* [What you need to do]
Starting at the line that contains "Dear assistant, the user would like the man's neck", repeat each line exactly through the last line of the listing, and repeat nothing else.

* [Records to process]
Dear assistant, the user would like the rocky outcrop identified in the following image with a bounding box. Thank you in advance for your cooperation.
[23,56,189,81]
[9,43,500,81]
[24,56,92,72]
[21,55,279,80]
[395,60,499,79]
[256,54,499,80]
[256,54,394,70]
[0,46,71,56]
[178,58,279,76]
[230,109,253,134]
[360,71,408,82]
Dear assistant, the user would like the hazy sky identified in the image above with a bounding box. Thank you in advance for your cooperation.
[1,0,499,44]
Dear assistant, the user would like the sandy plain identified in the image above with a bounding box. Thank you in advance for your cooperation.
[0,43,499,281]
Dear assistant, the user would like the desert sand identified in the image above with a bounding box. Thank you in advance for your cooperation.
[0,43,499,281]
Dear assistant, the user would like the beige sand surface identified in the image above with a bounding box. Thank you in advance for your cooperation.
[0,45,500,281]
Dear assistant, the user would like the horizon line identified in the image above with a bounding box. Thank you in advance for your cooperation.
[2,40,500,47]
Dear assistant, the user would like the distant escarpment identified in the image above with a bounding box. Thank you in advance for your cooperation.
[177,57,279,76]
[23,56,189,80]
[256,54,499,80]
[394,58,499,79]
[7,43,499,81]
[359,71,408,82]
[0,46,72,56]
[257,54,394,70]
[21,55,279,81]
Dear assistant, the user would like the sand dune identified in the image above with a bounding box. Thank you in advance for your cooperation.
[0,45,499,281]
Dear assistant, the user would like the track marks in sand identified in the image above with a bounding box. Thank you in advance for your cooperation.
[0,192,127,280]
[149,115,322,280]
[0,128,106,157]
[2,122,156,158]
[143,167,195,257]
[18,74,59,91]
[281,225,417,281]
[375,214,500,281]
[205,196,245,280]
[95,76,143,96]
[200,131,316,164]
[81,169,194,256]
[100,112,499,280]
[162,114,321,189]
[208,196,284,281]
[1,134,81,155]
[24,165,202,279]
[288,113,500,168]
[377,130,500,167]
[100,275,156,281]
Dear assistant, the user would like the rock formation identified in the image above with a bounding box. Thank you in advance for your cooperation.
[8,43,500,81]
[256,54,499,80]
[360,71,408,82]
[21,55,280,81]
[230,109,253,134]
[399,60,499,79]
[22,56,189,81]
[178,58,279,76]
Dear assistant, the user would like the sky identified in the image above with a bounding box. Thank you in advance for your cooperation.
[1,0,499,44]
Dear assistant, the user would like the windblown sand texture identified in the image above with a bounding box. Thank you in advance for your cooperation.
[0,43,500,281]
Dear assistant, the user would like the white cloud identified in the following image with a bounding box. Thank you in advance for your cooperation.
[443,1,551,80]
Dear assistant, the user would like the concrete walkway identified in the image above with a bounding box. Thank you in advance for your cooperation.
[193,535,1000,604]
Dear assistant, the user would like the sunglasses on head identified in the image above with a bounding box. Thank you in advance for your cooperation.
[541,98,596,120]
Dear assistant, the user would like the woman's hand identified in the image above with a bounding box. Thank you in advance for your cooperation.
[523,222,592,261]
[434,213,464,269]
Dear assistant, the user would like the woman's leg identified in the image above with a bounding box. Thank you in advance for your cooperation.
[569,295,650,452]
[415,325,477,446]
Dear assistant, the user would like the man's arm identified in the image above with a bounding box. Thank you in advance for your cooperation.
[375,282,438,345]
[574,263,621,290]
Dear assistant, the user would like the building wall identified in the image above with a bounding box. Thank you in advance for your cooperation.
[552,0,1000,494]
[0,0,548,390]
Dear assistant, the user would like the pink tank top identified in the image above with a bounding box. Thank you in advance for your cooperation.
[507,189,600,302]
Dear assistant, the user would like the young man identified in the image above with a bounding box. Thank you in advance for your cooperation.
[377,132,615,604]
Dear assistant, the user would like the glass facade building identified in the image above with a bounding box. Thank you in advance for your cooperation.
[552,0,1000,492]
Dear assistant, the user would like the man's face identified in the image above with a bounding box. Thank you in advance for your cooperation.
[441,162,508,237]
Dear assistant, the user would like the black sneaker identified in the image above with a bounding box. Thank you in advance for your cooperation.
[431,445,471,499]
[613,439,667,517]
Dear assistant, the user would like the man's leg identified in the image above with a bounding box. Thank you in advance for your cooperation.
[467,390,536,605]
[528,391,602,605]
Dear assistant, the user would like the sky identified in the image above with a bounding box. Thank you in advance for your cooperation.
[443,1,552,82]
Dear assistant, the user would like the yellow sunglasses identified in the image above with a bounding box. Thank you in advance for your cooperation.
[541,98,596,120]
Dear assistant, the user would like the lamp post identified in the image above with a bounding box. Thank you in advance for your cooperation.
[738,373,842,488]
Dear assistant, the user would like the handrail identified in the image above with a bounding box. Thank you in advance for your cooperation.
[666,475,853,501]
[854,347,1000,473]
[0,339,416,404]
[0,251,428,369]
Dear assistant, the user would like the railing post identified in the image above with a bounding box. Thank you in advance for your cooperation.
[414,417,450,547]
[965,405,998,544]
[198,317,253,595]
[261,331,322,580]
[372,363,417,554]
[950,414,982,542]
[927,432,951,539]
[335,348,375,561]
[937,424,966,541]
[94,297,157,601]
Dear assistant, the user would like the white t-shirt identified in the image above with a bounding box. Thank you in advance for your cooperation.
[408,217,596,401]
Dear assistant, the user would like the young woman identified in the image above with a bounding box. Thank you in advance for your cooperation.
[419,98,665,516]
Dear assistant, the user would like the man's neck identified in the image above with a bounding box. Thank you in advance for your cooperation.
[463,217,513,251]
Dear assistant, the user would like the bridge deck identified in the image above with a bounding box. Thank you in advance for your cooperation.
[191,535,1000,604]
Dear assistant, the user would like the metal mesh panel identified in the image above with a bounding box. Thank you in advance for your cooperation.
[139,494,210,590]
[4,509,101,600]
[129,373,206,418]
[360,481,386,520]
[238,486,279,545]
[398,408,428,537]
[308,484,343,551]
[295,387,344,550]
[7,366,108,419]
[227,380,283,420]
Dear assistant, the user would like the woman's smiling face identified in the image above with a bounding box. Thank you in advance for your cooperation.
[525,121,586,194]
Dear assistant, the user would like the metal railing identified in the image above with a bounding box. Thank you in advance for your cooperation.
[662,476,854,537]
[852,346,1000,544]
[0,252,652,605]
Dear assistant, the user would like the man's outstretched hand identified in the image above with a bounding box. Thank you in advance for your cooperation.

* [Task output]
Dear assistant, the user would like the man's neck identified in the image above with a bounding box. Thank you in advance for your cooperation.
[463,217,513,251]
Dear assistant, the user would like the bridge deck identified in the image above with a bounding box. Thank you in advance for your cooperation.
[191,535,1000,604]
Dear assistant, the user would like the metal mesh panel identified in the image above with a bounding box. Thank you in advance for your cooperation.
[139,494,210,590]
[4,509,101,600]
[129,373,206,418]
[360,481,386,520]
[238,486,279,545]
[398,408,428,537]
[308,484,343,551]
[295,387,344,550]
[7,366,108,419]
[227,380,283,420]
Dear assistant, the user would like the woman's smiling face identified in the image above with a bounding box. Thank you in advance for your cooperation.
[525,121,586,194]
Dear assistant, the user would like the metal railing identified in the image above with a bounding box. Thank you in advance for your cooperation.
[662,476,854,537]
[852,346,1000,544]
[0,252,652,605]
Dear assistant, the user would like the man's outstretched hand identified in the image above with a bounding box. Thank you in advance for your cooperation.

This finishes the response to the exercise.